__文本摘录__
* * *

王 栋 芮国强
内容提要 社会组织参与法治反腐已经在许多国家取得不同程度的进展,同时也存在一些问题需要反思和防范。我国社会组织参与法治反腐实践存在参与层次不高、参与程度不深、参与界面不广等问题,其根本原因是社会组织参与法治反腐的渠道、路径和平台没有得到具体落实。协商民主为此打开了一条可行路径,政治协商可化解参与层次不高问题,诉讼协商可化解参与程度不深问题,社会协商可化解参与界面不广问题。协商以民主之实带动人人参与,上影响高层立法决策,下浸入人们日常生活判断,中间又得到强大的法律诉讼渠道支撑,从而形成一个全面立体的社会组织法治反腐参与体系。
21世纪以来,随着西方各国选举民主逐渐式微,人们对于日常公共生活中主体地位的诉求日益凸显。协商民主由此逐步得到人们的重视,它为人们参与治理提供了可行的方式、路径和空间。协商民主的主要目的是实现各个治理主体之间的平等协商,社会组织在其中起到了重要的平衡作用,“没有社会组织的成长及其对公共政治权力的有效监督,协商民主将可遇不可求”①。社会组织参与协商民主建设的重要使命在于有效规制公共权力的运行边界。“如果说选举民主重点解决的是权力的来源、以‘授权’为取向的话,那么,协商民主重点规范的是权力的运行,以‘限权’为取向。”②基于“授权”对于官员的制约主要体现在选举的那一刻,而民众通过协商的过程,可以将政府的决策制定限定在协商民主框架之内,从而最大程度地将腐败制约在其发生之前。社会组织具有专业化的协商谈判能力,能够利用现代化的技术方法,使得协商监督或者批评建议工作更规范。而且,社会组织的第三方地位和角色赋予了社会组织独特的监督作用。《联合国反腐败公约》指出:“预防和根除腐败同时应当有公共部门以外的民间社会、非政府组织和社区组织的支持和参与,只有这样,这方面的工作才能行之有效。”③甚至有学者在分析现代化制度确立的原因时提出,社会组织“也许是唯一能够有效反对专制和极权统治的源泉”④。而且在新时期社会组织通过法律渠道参与反腐活动的地位及路径初步形成,立法机关往往授权社会组织制定的规则成为具体执行的规制标准。有些行业协会制定的行规行约与政府制定的正式规则相互补充,共同构成了廉政建设的法制体系。因此,基于协商民主的优势将其与法治反腐相结合,成为一种新的反腐路径。协商民主论者认为:“控制官僚自由裁量权的恰当途径是施行协商民主,实行协商的民主立法模式。”⑤一般来说,协商民主对于法治反腐有四个方面的积极作用:一是通过协商方式参与法治反腐属于一种过程性治理,体现了社会组织全程参与的原则要求;二是协商民主理论主张多元化合作的模式,增强了法治反腐的合力效应;三是协商民主强调积极的建设性的治理效果,注重对于腐败问题的提前预防和相关主体的廉洁教育;四是协商民主不仅严格执行刚性法律规范,同时积极利用并发展相对弹性的公共规范和能使协商参与者形成共识和合约的软法规则。

* * *

__一组数据__
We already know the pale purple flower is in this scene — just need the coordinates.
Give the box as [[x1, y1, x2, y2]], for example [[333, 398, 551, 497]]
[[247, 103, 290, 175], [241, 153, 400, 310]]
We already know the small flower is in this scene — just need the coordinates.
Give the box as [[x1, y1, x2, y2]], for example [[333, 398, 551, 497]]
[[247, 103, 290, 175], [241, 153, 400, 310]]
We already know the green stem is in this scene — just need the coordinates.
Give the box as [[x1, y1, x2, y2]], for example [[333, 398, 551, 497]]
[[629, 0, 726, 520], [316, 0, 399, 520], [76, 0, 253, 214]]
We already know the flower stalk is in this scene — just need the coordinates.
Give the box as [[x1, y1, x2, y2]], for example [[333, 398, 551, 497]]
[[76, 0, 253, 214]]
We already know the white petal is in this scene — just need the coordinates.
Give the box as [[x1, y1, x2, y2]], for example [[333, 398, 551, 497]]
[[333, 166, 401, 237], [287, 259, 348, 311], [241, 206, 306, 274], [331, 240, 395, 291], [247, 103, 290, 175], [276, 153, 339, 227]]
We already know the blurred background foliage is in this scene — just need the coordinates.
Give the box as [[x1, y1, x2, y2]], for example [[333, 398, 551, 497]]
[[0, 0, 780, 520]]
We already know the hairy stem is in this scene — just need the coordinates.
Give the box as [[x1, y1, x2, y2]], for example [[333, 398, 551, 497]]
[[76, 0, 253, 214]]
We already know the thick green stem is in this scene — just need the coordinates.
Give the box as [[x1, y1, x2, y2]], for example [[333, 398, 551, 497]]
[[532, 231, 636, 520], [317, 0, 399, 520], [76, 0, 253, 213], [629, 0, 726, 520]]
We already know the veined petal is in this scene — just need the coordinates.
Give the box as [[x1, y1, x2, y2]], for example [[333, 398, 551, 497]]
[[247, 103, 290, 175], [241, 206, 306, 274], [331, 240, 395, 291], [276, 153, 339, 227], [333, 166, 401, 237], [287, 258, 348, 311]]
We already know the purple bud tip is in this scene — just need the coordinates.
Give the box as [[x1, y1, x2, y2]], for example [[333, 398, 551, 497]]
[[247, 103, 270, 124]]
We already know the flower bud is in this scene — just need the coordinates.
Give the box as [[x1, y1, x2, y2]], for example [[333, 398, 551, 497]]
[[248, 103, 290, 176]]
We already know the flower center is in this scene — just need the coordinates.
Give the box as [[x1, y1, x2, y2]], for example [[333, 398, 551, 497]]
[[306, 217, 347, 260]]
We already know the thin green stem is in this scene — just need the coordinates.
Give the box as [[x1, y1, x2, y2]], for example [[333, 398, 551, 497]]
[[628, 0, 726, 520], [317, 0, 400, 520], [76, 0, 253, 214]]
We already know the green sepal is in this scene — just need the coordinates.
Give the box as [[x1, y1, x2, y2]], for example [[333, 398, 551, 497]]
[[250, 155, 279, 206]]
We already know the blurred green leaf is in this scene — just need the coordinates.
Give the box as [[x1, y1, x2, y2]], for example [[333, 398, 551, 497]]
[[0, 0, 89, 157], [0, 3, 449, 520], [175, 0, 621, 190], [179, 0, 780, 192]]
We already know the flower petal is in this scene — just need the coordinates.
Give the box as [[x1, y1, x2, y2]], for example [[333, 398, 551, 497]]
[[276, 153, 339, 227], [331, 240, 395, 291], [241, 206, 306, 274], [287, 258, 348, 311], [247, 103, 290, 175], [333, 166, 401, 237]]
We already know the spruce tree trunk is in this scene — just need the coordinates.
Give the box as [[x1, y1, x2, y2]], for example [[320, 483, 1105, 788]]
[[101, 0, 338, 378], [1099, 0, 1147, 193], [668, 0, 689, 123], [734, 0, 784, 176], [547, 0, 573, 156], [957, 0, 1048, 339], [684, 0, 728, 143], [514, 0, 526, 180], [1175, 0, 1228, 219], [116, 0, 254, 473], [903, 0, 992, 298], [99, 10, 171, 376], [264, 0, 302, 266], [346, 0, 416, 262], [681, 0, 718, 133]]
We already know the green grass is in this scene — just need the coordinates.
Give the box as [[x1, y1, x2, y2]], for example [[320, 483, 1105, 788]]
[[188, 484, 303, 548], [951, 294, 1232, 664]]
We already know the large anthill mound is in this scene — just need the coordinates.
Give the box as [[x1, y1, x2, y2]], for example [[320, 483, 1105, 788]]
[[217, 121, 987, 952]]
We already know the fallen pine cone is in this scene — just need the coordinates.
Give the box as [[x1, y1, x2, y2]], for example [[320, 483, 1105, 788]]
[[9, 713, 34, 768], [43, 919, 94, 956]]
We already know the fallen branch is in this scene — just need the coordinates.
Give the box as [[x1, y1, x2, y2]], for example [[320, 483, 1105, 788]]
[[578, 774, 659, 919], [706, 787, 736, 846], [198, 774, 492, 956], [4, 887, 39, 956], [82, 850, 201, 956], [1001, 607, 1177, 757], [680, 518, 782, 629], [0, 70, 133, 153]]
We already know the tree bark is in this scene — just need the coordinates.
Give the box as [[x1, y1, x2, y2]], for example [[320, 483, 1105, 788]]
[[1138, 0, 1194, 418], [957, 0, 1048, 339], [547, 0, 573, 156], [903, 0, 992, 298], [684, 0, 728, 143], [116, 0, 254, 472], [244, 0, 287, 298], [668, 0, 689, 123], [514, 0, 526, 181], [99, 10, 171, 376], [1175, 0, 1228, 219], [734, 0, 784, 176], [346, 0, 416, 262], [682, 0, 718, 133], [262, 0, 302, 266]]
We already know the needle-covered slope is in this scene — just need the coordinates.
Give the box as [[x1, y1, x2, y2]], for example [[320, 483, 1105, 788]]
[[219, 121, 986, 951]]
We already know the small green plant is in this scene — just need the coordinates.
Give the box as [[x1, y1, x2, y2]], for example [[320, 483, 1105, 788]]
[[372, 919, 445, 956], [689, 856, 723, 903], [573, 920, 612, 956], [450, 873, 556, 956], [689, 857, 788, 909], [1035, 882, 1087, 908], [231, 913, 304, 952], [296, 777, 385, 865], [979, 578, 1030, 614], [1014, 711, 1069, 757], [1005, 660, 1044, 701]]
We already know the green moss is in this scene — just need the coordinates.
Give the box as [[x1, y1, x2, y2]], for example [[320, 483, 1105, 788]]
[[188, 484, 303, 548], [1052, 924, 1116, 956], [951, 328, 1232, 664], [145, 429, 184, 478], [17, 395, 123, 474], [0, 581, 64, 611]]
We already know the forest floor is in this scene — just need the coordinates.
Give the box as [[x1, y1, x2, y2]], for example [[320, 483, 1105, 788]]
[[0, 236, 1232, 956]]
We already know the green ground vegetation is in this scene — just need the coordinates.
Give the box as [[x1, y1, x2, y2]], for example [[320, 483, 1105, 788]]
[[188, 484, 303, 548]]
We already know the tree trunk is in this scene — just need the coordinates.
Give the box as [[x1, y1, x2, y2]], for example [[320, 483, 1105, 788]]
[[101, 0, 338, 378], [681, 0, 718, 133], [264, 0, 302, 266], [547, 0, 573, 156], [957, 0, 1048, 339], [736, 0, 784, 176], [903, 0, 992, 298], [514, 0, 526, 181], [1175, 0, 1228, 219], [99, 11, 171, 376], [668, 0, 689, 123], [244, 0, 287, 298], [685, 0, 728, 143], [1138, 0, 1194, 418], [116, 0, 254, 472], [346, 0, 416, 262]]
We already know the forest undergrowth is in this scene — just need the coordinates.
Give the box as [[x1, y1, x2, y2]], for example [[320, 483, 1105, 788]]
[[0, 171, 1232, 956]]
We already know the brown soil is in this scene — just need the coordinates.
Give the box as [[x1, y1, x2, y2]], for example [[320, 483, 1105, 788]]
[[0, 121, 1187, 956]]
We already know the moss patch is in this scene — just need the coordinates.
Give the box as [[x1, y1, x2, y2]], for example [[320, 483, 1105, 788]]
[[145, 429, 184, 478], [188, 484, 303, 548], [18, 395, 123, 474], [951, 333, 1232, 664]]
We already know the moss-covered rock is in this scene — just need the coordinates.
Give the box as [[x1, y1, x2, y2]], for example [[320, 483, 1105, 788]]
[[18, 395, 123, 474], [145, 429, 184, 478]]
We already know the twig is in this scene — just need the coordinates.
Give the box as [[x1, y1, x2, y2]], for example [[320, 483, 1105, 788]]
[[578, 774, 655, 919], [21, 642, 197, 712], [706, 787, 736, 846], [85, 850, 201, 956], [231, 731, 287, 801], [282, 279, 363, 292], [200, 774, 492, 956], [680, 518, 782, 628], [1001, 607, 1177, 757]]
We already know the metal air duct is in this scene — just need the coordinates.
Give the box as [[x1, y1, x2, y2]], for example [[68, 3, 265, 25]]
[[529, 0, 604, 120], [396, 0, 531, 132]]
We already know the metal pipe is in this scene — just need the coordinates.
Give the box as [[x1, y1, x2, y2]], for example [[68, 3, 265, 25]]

* * *

__练习说明__
根据文本摘录,指出政治协商可以化解的是哪一个问题。 列表是单独的材料,与文本摘录无关。

__答案__
参与层次不高的问题。